▶ **INSTRUCTIONS TO FOLLOW**: Can you format the lines below as a JSON list of strings, one string per line, with any blank lines left out?

— START —

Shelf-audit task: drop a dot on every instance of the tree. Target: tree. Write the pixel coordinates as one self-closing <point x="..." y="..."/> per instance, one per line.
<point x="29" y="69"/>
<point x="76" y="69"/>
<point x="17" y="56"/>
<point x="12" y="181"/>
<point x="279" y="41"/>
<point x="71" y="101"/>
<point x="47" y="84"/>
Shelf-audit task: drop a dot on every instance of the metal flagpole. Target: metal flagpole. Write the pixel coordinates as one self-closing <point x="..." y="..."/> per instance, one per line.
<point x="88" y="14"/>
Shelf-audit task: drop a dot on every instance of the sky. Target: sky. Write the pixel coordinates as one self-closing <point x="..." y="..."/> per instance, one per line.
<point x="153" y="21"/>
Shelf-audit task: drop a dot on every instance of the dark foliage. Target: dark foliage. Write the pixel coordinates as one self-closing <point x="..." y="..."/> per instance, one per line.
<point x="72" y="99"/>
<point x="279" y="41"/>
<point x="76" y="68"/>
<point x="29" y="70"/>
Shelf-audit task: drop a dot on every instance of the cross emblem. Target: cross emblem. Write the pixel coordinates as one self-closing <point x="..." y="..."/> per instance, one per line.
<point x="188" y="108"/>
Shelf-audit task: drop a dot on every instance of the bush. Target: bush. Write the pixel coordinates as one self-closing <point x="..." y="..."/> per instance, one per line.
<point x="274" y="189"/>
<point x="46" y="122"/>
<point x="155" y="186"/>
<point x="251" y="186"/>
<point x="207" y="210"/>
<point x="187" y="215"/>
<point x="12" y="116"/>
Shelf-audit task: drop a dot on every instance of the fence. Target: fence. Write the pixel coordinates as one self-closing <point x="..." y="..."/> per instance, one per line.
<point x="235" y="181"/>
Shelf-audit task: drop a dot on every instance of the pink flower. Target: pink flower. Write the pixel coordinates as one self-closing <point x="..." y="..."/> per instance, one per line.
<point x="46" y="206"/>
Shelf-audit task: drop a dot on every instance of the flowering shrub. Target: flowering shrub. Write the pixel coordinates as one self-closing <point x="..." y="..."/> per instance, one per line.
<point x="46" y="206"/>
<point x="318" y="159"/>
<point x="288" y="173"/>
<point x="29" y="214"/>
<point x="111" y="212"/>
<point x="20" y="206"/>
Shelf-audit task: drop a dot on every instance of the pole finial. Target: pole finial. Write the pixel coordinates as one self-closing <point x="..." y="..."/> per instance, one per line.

— END —

▶ **SOLUTION FOR THIS TASK**:
[
  "Shelf-audit task: drop a dot on every instance of the tree. Target: tree. Write the pixel coordinates as one self-closing <point x=\"...\" y=\"...\"/> per instance, one per line.",
  "<point x=\"29\" y=\"69\"/>",
  "<point x=\"76\" y=\"69\"/>",
  "<point x=\"17\" y=\"56\"/>",
  "<point x=\"12\" y=\"181\"/>",
  "<point x=\"279\" y=\"41\"/>",
  "<point x=\"71\" y=\"101\"/>",
  "<point x=\"47\" y=\"84\"/>",
  "Shelf-audit task: drop a dot on every instance of the metal flagpole. Target: metal flagpole. Write the pixel coordinates as one self-closing <point x=\"...\" y=\"...\"/> per instance, one per line.",
  "<point x=\"88\" y=\"14\"/>",
  "Shelf-audit task: drop a dot on every instance of the sky. Target: sky. Write the pixel coordinates as one self-closing <point x=\"...\" y=\"...\"/> per instance, one per line.",
  "<point x=\"153\" y=\"21\"/>",
  "Shelf-audit task: drop a dot on every instance of the dark foliage. Target: dark foliage. Write the pixel coordinates as one self-closing <point x=\"...\" y=\"...\"/> per instance, one per line.",
  "<point x=\"72\" y=\"99\"/>",
  "<point x=\"279\" y=\"41\"/>",
  "<point x=\"76\" y=\"68\"/>",
  "<point x=\"29\" y=\"70\"/>",
  "Shelf-audit task: drop a dot on every instance of the cross emblem. Target: cross emblem. Write the pixel coordinates as one self-closing <point x=\"...\" y=\"...\"/> per instance, one per line.",
  "<point x=\"188\" y=\"108\"/>",
  "Shelf-audit task: drop a dot on every instance of the bush. Target: bush. Write the pixel coordinates as one self-closing <point x=\"...\" y=\"...\"/> per instance, one per line.",
  "<point x=\"274\" y=\"189\"/>",
  "<point x=\"46\" y=\"122\"/>",
  "<point x=\"155\" y=\"186\"/>",
  "<point x=\"251\" y=\"186\"/>",
  "<point x=\"207\" y=\"210\"/>",
  "<point x=\"187\" y=\"215\"/>",
  "<point x=\"12\" y=\"116\"/>",
  "Shelf-audit task: drop a dot on every instance of the fence. Target: fence. Write the pixel coordinates as one self-closing <point x=\"...\" y=\"...\"/> per instance, one per line.",
  "<point x=\"235\" y=\"181\"/>",
  "Shelf-audit task: drop a dot on every instance of the pink flower. Target: pink flower. Write the pixel coordinates as one self-closing <point x=\"...\" y=\"...\"/> per instance, one per line.",
  "<point x=\"46\" y=\"206\"/>",
  "Shelf-audit task: drop a dot on every instance of the flowering shrub. Target: flowering shrub. Write the pixel coordinates as one self-closing <point x=\"...\" y=\"...\"/> per instance, one per line.",
  "<point x=\"46\" y=\"206\"/>",
  "<point x=\"318\" y=\"159\"/>",
  "<point x=\"288\" y=\"173\"/>",
  "<point x=\"29\" y=\"214\"/>",
  "<point x=\"111\" y=\"212\"/>",
  "<point x=\"20\" y=\"206\"/>",
  "Shelf-audit task: drop a dot on every instance of the pole finial. Target: pole finial. Write the pixel coordinates as one self-closing <point x=\"...\" y=\"...\"/> per instance, one per line."
]